--- BEGIN SOURCE DATA ---

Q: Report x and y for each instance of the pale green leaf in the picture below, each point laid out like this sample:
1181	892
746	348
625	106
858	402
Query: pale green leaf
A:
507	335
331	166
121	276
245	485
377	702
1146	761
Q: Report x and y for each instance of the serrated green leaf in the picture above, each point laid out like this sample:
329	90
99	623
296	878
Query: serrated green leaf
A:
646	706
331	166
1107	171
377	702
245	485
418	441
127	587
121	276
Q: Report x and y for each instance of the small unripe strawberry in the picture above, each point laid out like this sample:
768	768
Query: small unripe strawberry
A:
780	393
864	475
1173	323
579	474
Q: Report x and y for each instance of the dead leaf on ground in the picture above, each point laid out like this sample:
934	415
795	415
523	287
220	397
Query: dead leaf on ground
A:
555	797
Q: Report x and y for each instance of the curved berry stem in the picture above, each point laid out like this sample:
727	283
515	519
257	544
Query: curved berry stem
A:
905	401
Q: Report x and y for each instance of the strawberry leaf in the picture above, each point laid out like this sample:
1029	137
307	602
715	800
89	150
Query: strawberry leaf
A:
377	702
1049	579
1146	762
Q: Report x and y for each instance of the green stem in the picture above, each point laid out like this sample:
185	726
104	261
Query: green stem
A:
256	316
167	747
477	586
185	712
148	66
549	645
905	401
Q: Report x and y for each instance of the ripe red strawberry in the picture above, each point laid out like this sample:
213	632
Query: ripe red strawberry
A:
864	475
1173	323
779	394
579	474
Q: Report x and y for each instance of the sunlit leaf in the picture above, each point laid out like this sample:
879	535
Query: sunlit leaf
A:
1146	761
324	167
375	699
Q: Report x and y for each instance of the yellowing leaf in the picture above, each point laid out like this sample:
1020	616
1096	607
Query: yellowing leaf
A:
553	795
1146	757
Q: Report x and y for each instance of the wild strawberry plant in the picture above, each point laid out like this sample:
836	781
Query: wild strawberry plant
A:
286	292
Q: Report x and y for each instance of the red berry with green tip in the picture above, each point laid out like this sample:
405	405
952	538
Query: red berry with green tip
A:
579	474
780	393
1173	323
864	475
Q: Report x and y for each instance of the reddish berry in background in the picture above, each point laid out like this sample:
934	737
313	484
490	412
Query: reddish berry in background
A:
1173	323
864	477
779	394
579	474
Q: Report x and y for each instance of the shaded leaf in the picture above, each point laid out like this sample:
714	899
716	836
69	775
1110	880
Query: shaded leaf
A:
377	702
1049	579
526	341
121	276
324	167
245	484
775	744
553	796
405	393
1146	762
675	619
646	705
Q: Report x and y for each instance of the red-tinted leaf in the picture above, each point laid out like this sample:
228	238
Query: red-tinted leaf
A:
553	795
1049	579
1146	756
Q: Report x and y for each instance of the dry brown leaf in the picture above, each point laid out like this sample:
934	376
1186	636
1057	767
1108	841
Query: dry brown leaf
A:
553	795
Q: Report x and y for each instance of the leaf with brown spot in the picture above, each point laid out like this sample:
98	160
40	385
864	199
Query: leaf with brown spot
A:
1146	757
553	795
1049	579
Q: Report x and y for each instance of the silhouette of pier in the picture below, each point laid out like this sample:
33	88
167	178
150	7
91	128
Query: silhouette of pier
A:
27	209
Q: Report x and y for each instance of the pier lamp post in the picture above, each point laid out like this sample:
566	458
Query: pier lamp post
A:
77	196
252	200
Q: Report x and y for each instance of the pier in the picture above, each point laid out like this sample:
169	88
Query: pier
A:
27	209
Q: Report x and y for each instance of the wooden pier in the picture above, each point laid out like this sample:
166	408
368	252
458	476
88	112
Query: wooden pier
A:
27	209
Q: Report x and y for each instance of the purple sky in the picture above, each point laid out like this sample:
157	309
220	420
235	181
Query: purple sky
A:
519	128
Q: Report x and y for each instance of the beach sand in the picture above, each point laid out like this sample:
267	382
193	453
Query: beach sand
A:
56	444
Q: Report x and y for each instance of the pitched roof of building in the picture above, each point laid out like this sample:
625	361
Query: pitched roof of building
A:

--- END SOURCE DATA ---

**SET PROBLEM:**
Please reproduce all the rows above verbatim, from the first to the last.

**FINAL ANSWER:**
Q: Report x and y for each instance of the pale green leaf in the picture below, each point laid out like this sample:
1181	892
746	348
625	106
858	402
Query: pale green leaf
A:
507	335
331	166
121	276
245	485
377	702
1146	761
Q: Report x and y for each instance of the serrated green leaf in the picture above, each point laid out like this sample:
329	90
99	623
296	878
Query: serrated green leaf
A:
646	706
331	166
1107	171
377	702
245	485
418	441
127	587
121	276
Q: Report x and y for each instance of the small unripe strawberry in the picture above, each point laid out like this sample:
768	768
Query: small unripe strawberry
A:
780	393
864	475
1173	323
579	474
Q: Report x and y for each instance of the dead leaf on ground in the picture above, each point laid out like this sample:
934	415
795	415
523	287
220	397
Query: dead leaf on ground
A:
555	797
Q: Report x and y for each instance of the curved berry stem in the picture above, each point laid out like this sample:
727	283
515	519
257	544
Query: curved berry stem
A:
905	401
Q: Report x and y for each instance of the strawberry leaf in the picture above, each point laid out like this sample:
1029	137
307	602
715	800
89	150
Query: strawberry leaf
A:
377	702
1049	579
1146	762
Q: Report x and y for each instance of the green stem in the picture above, each point laid out like this sample:
185	726
104	261
Query: green stem
A:
256	316
167	747
477	586
185	712
148	66
549	645
905	401
Q: Report x and y for each instance of the ripe red strawberry in the picture above, each point laid out like this sample:
213	632
Query: ripe red strawberry
A:
864	475
1173	323
779	394
579	474
Q: Report x and y for each instance of the sunlit leaf in the picture above, each point laid out like this sample:
879	535
Query: sunlit leaf
A:
1146	761
324	167
375	699
Q: Report x and y for each instance of the yellowing leaf in the picture above, each point laid out like this sample:
1020	616
1096	607
Query: yellowing leaf
A:
553	795
1146	757
Q: Report x and y for each instance of the wild strawberry plant in the picture above, each point laid out like this sample:
836	781
Query: wild strawberry plant
A:
286	292
Q: Report x and y for each instance of the red berry with green tip in the picture above, each point laid out like this sample:
405	405
952	538
Query: red berry with green tip
A:
579	474
780	393
1173	323
864	475
Q: Report x and y for each instance of the reddish berry in background in the picture above, each point laid out like this sample:
934	737
313	484
490	412
Query: reddish berry in background
A:
1173	323
864	477
779	394
579	474
Q: Report x and y for each instance of the shaded leaf in the picture above, each point laid out like this sample:
714	899
716	836
69	775
1110	880
Query: shaded leaf
A:
377	702
1049	579
526	341
121	276
324	167
245	484
775	744
553	796
405	393
1146	762
675	619
646	705
Q: Report x and y for each instance of the red-tinted leaf in the picture above, each point laid out like this sample:
228	238
Query: red-tinted leaf
A:
553	795
1049	579
1146	756
Q: Report x and y for each instance of the dry brown leaf in the picture above, each point laid out like this sample:
934	376
1186	636
1057	767
1108	841
Query: dry brown leaf
A:
553	795
Q: Report x and y for each instance of the leaf with brown spot in the picture above, each point laid out like this sample:
98	160
40	385
864	199
Query: leaf with brown spot
A:
1146	757
553	795
1049	579
Q: Report x and y for each instance of the silhouette of pier in the picture below, each point laid out like this sample:
33	88
167	178
150	7
91	128
Query: silhouette of pier
A:
27	209
Q: Report x and y for each instance of the pier lamp post in the picture above, each point laid out like this sample:
566	458
Query: pier lamp post
A:
77	196
252	200
Q: Report x and y for each instance of the pier in the picture above, each point laid out like this sample:
169	88
Query: pier
A:
27	209
Q: Report x and y for each instance of the wooden pier in the picture above, each point laid out like this sample:
166	408
368	252
458	476
88	112
Query: wooden pier
A:
27	209
Q: Report x and y for each instance of the purple sky in the picture above, each point laid out like this sample:
157	309
220	420
235	181
Query: purple sky
A:
519	128
Q: Report x and y for each instance of the beach sand in the picture above, each point laid out like this sample:
267	382
193	453
Query: beach sand
A:
56	444
Q: Report x and y for each instance of the pitched roof of building in the picture above, each point laid out like this sample:
625	361
Query: pitched roof of building
A:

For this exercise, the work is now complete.